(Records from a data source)
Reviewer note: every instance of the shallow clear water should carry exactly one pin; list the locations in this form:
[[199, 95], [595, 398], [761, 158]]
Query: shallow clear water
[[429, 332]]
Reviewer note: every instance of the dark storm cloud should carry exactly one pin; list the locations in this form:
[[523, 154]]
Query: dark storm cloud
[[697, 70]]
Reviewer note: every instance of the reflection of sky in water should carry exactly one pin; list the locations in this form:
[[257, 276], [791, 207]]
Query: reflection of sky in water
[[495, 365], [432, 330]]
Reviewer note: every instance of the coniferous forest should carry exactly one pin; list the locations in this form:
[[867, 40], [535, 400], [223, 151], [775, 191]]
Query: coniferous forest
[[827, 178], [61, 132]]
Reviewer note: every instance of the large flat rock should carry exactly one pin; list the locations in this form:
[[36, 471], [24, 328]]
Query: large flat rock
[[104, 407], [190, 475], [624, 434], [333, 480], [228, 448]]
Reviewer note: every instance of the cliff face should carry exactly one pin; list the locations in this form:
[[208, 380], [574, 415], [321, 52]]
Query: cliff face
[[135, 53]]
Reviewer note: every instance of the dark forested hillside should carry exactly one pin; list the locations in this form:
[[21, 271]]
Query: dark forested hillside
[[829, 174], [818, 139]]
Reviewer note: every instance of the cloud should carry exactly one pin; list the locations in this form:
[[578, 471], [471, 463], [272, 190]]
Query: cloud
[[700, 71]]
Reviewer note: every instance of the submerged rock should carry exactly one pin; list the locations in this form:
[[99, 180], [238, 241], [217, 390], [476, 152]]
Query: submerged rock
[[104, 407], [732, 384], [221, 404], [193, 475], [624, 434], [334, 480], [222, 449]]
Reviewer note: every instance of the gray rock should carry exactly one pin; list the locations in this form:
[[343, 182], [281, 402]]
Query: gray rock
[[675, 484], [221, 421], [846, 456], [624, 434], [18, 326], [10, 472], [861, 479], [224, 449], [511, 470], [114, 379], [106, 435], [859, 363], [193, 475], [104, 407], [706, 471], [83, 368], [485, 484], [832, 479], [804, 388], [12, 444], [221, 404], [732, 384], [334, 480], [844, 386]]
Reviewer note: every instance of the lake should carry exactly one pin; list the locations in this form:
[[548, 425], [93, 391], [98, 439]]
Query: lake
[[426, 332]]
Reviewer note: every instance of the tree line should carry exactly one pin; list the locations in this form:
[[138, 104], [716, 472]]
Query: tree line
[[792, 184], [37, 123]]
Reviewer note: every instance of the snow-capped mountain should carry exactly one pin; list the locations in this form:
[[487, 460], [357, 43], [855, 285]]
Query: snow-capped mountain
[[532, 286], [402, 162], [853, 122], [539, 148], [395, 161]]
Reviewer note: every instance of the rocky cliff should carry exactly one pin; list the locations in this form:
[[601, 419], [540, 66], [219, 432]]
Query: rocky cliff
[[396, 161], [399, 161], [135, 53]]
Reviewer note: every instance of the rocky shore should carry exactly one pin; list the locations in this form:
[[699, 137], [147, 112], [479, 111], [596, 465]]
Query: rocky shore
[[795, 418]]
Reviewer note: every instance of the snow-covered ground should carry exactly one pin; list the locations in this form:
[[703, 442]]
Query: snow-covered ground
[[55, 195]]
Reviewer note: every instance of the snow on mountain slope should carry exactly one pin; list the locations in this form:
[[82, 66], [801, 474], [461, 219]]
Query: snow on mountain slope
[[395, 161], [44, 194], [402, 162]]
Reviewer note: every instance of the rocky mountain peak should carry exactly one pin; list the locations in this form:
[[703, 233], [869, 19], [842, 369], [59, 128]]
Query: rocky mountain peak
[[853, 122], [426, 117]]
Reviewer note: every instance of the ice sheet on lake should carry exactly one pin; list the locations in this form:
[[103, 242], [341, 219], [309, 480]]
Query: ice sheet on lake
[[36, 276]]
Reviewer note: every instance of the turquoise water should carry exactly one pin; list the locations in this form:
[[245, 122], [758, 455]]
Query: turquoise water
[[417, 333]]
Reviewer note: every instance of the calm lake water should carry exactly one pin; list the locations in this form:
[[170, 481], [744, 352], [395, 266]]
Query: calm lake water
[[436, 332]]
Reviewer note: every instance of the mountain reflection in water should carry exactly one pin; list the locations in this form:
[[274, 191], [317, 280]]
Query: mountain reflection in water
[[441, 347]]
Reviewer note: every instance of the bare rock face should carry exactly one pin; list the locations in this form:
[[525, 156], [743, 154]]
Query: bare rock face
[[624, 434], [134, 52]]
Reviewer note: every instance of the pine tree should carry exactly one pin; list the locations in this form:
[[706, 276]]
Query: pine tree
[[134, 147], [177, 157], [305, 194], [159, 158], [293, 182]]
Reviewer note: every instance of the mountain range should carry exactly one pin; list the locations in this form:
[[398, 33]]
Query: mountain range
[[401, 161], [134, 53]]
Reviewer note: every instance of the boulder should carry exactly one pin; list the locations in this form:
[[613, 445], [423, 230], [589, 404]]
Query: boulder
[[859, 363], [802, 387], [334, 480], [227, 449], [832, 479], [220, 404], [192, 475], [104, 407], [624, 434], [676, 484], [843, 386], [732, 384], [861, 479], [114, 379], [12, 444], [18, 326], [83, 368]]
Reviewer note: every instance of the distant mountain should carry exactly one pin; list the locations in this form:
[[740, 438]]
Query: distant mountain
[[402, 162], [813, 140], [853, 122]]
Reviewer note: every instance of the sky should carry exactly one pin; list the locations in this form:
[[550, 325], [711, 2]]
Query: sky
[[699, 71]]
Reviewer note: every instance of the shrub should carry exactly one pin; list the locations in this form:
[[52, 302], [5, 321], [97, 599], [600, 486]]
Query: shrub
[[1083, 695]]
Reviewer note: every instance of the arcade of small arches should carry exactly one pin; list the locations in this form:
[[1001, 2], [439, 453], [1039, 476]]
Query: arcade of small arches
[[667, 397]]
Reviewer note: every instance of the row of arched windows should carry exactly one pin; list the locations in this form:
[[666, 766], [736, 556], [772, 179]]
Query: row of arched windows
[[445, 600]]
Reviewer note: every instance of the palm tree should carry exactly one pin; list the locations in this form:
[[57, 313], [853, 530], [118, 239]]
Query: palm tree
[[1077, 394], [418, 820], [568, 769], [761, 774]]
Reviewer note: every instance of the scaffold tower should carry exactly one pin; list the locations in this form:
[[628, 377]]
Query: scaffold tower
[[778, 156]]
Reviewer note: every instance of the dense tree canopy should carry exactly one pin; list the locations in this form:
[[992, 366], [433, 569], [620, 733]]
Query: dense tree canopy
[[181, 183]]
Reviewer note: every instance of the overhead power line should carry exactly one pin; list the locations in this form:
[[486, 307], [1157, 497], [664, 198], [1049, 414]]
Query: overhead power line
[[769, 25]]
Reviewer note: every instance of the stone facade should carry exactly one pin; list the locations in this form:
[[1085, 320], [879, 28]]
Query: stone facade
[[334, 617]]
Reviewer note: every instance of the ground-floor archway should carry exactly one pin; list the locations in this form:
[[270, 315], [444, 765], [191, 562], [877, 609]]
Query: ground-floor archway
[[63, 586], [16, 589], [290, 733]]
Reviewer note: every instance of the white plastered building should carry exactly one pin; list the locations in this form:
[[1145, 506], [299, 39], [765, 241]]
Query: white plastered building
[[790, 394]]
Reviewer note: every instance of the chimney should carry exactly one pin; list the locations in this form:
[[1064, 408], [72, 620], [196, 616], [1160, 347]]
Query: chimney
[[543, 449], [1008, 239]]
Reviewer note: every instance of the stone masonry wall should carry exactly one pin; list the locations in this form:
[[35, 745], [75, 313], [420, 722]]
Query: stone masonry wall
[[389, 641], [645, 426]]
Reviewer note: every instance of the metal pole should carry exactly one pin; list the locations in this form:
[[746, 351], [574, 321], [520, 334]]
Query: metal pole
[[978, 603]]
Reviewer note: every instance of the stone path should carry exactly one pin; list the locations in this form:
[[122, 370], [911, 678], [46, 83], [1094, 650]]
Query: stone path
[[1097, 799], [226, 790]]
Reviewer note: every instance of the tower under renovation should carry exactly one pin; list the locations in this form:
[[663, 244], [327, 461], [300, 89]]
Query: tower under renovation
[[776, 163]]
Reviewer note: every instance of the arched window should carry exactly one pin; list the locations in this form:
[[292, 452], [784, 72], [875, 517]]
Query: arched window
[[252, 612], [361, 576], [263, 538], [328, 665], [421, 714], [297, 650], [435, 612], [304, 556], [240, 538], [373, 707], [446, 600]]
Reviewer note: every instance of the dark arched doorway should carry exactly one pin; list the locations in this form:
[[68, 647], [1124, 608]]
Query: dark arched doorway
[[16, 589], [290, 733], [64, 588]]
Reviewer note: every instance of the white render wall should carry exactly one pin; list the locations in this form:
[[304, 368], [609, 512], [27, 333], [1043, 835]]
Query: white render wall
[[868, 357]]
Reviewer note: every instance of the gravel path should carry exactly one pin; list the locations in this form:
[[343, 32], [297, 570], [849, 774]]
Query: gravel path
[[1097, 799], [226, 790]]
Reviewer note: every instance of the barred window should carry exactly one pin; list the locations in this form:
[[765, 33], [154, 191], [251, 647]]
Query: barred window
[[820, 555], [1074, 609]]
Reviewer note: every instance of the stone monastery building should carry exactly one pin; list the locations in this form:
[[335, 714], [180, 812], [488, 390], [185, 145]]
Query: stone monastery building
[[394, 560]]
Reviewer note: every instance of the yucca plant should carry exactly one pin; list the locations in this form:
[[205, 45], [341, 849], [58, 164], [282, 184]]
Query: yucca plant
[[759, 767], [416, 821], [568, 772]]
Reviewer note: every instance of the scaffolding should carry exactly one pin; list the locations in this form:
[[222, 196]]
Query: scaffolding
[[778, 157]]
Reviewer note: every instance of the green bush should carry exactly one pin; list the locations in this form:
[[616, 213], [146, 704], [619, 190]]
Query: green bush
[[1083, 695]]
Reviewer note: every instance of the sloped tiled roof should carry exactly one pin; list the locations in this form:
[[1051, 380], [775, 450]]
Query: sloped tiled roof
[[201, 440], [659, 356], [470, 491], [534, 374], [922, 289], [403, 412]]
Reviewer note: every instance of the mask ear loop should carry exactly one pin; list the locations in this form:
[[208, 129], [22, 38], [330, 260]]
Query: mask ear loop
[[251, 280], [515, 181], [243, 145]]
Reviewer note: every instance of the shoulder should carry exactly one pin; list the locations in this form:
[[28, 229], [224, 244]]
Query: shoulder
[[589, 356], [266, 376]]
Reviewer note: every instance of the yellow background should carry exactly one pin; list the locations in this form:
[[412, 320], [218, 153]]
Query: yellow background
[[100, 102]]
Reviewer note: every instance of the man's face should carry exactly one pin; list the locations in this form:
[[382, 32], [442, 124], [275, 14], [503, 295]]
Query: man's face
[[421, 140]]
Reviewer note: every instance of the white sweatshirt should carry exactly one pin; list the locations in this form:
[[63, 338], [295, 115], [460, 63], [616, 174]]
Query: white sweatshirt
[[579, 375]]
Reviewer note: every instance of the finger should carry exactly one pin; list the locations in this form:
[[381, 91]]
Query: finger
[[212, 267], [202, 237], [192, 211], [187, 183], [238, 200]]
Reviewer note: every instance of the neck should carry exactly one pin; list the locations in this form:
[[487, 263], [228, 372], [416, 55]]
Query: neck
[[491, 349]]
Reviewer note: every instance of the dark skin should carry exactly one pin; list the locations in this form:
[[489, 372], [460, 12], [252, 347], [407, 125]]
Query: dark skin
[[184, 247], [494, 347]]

▶ [WRITTEN EXERCISE]:
Reproduce the lines of the listing above, from the line containing "Reviewer note: every instance of the finger" through the line containing "[[491, 349]]", both included.

▶ [RESPONSE TO THE TASK]:
Reviewer note: every instance of the finger should carry exactly one pin; list the locations in this form:
[[381, 91]]
Query: finger
[[212, 267], [202, 237], [192, 211], [187, 183], [238, 200]]
Reviewer note: every instance of the neck should carry exactly one pin; list the locations in this form:
[[487, 263], [228, 372], [416, 55]]
Query: neck
[[491, 349]]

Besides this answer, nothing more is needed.